**PROVIDED RECORDS**
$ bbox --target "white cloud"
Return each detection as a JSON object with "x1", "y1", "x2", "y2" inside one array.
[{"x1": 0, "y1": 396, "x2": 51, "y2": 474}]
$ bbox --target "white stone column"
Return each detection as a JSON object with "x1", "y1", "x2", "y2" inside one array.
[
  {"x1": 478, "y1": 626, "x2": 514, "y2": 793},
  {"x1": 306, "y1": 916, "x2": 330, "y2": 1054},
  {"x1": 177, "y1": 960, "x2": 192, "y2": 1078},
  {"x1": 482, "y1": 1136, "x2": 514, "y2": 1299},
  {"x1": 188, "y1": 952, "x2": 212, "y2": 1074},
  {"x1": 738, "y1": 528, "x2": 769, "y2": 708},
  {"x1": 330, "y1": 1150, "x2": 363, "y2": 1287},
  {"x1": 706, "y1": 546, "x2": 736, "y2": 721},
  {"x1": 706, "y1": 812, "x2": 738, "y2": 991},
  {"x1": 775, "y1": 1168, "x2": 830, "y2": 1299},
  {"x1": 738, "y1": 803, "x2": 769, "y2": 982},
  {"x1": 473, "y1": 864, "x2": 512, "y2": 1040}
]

**WORK TO COMPLETE**
Copy all of the data above line for line, without changing a single character.

**TASK OUTPUT**
$ bbox --target "white cloud"
Return each detection as a JSON object with "x1", "y1", "x2", "y2" inside one array.
[{"x1": 0, "y1": 396, "x2": 51, "y2": 474}]
$ bbox --target "white stone column"
Return each detection as a JSON object with "x1", "y1", "x2", "y2" inside one array.
[
  {"x1": 478, "y1": 626, "x2": 514, "y2": 793},
  {"x1": 306, "y1": 916, "x2": 330, "y2": 1054},
  {"x1": 177, "y1": 960, "x2": 192, "y2": 1078},
  {"x1": 482, "y1": 1136, "x2": 514, "y2": 1299},
  {"x1": 188, "y1": 952, "x2": 212, "y2": 1074},
  {"x1": 738, "y1": 528, "x2": 769, "y2": 708},
  {"x1": 330, "y1": 1150, "x2": 363, "y2": 1287},
  {"x1": 706, "y1": 546, "x2": 736, "y2": 721},
  {"x1": 706, "y1": 812, "x2": 738, "y2": 991},
  {"x1": 775, "y1": 1168, "x2": 830, "y2": 1299},
  {"x1": 738, "y1": 803, "x2": 769, "y2": 982},
  {"x1": 473, "y1": 864, "x2": 512, "y2": 1040}
]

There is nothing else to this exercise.